— Exercise requirements —
**1)** In the storm preparedness text, which two sources does Bob name for accurate weather information?
**2)** Continue the storm preparedness text from its final sentence.

Bob also emphasizes the importance of watching the weather—and ensuring you’re checking a reputable source for your information and updates.

“Storms and extreme weather can cause a lot of anxiety, so it’s important that you get accurate, timely information from a source you can trust. Environment and Climate Change Canada or the National Hurricane Centre are two great options—and once you know a storm is on the way, you should also be checking in with your municipality. They can keep you informed on comfort centres in your area, so you know where to go locally for assistance.”

Our outage map is another helpful resource to bookmark—it’s the best place for power outage updates, and estimated restoration times during a storm.

Keeping safety top of mind

First and foremost, for us when it comes to storms is always safety–keeping our employees, contractors and customers safe is the most important aspect of our work. And while we hope we don’t have an active hurricane season, there are a few important safety tips to keep in mind if a major storm does come our way.

— Material supplied —
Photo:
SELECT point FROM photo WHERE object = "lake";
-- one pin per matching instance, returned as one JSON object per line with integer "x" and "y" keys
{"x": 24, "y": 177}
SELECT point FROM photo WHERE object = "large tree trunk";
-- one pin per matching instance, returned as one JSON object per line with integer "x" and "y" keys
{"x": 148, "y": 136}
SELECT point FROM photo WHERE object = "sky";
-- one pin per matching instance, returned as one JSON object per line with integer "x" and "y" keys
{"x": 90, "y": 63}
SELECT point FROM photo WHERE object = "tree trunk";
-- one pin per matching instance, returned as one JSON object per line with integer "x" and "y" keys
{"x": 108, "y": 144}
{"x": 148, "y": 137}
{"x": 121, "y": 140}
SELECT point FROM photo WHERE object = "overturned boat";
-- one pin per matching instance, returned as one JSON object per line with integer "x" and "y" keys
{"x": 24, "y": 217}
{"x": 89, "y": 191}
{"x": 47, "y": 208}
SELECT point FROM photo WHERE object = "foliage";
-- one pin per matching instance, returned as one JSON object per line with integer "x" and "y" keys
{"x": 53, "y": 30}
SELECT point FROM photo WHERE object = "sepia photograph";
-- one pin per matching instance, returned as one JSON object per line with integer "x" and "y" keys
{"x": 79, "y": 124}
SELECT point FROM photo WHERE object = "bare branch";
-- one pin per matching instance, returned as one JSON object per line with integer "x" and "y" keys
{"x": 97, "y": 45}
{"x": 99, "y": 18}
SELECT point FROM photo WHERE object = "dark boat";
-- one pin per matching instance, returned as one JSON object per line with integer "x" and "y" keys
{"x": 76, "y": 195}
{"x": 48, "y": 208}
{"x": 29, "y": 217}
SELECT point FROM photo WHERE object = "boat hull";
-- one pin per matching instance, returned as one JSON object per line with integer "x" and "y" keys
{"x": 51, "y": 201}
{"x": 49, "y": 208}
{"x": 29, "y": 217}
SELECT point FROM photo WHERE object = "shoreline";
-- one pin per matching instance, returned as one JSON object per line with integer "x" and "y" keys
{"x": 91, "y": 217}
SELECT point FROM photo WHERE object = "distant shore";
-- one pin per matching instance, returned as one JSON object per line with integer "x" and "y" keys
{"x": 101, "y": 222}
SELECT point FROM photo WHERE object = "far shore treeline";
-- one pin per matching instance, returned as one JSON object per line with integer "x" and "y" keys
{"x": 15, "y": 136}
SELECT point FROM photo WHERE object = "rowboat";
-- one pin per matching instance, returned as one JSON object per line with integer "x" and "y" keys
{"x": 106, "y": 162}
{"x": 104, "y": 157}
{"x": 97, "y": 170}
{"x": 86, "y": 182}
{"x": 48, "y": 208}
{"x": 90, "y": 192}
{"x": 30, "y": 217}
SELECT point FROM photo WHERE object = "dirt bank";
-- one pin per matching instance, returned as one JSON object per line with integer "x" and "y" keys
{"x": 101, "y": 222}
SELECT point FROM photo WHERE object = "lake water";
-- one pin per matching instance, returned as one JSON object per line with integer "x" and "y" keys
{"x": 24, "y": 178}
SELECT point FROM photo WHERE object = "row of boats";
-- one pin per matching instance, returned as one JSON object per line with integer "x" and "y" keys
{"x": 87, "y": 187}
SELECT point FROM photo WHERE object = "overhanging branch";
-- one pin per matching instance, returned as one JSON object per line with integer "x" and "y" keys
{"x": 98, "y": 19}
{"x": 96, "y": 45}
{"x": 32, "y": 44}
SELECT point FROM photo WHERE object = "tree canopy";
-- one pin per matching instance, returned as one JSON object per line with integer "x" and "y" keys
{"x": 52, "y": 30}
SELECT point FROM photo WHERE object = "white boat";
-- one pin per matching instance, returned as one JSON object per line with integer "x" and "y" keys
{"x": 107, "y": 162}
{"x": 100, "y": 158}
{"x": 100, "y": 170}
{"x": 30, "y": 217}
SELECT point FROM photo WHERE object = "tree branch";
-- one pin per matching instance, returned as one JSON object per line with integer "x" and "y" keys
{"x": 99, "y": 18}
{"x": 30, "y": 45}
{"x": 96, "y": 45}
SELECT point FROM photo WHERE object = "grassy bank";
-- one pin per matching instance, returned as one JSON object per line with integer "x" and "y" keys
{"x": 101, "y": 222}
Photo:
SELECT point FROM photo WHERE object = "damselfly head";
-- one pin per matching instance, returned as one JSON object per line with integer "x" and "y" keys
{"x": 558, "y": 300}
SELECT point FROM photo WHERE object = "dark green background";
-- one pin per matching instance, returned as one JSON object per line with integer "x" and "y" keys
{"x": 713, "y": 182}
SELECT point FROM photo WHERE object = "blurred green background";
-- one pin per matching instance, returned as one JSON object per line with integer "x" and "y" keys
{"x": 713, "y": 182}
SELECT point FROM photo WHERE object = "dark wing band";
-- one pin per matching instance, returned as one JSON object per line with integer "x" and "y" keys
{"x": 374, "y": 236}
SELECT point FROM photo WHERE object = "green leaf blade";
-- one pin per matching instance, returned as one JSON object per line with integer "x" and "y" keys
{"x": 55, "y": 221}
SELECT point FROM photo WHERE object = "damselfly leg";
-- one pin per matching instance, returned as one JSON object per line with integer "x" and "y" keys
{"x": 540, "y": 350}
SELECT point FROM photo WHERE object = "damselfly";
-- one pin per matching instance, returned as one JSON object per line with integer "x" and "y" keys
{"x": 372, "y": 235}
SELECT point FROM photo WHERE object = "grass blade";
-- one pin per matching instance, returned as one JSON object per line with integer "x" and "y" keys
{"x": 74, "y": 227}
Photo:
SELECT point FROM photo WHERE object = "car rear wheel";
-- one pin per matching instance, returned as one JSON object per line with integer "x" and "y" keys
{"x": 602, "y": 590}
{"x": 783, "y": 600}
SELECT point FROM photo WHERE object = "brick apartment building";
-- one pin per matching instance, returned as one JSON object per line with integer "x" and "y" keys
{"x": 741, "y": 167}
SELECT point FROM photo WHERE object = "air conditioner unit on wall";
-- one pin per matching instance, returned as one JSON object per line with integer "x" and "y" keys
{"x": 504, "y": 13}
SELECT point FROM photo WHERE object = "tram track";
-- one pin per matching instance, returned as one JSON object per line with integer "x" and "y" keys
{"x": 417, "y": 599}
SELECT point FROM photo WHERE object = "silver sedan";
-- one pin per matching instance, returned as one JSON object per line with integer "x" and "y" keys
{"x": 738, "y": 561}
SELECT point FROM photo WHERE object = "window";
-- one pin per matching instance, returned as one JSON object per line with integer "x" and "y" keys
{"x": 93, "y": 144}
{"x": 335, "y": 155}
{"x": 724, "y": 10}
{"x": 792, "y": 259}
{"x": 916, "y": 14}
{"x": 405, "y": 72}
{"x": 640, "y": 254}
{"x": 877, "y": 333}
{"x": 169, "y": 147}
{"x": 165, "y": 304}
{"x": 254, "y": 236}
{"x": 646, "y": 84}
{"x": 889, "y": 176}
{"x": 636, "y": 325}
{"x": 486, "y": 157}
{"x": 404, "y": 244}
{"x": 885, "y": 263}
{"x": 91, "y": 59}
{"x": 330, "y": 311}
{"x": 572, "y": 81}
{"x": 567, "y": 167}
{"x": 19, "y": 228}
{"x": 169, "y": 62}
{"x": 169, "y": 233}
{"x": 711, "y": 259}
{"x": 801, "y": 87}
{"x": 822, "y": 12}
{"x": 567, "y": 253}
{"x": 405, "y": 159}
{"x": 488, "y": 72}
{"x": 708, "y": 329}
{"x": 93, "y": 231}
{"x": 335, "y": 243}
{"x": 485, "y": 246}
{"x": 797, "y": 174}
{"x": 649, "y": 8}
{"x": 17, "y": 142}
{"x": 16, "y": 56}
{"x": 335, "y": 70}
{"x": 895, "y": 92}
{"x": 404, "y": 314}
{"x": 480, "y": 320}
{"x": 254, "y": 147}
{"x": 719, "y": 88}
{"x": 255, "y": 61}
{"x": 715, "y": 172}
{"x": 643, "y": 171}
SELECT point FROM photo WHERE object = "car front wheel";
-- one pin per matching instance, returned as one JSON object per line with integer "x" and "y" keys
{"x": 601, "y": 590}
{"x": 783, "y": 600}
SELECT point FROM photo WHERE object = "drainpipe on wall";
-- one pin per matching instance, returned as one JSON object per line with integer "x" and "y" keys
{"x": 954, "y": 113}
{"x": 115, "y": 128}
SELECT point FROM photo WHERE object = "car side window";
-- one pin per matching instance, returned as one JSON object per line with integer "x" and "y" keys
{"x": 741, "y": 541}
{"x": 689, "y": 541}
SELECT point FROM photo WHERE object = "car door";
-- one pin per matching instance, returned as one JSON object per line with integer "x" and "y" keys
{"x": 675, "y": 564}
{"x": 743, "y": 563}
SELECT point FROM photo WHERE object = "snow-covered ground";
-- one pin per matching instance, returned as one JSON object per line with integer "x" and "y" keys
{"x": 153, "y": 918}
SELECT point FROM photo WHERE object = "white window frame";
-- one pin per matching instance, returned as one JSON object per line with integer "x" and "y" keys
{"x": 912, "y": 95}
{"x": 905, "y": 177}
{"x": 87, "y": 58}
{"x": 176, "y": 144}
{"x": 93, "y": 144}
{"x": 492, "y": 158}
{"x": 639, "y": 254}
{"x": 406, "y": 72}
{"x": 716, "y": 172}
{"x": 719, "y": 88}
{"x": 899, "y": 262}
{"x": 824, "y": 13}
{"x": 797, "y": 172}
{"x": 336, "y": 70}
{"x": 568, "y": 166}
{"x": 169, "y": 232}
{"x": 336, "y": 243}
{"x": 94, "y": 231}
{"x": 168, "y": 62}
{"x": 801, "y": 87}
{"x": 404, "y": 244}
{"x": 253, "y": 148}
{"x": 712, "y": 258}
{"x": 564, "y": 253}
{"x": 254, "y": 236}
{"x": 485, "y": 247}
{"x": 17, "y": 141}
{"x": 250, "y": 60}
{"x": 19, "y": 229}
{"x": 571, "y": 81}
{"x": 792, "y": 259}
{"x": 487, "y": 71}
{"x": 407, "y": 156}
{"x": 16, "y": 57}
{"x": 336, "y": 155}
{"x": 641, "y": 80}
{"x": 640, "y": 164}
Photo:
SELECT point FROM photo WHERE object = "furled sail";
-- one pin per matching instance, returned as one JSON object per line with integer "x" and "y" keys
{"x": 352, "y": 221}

— Results in order —
**1)** Environment and Climate Change Canada and the National Hurricane Centre.

**2)**
“If you come across downed wires, please stay back and don’t try to move or remove it yourself”, says Matt. “Always call us or call 911. And during a hurricane, if there is a risk of water entering your basement, or any part of your home, disconnect all electrical equipment and safely turn off the main breaker.”

Jason reminds us that one of the best ways to stay safe, is to stay prepared.

“Now is the right time to get ready for storm season—take stock of your emergency kit and get the items you need. Beat the rush so that you can stay safe and weather the storm in comfort.”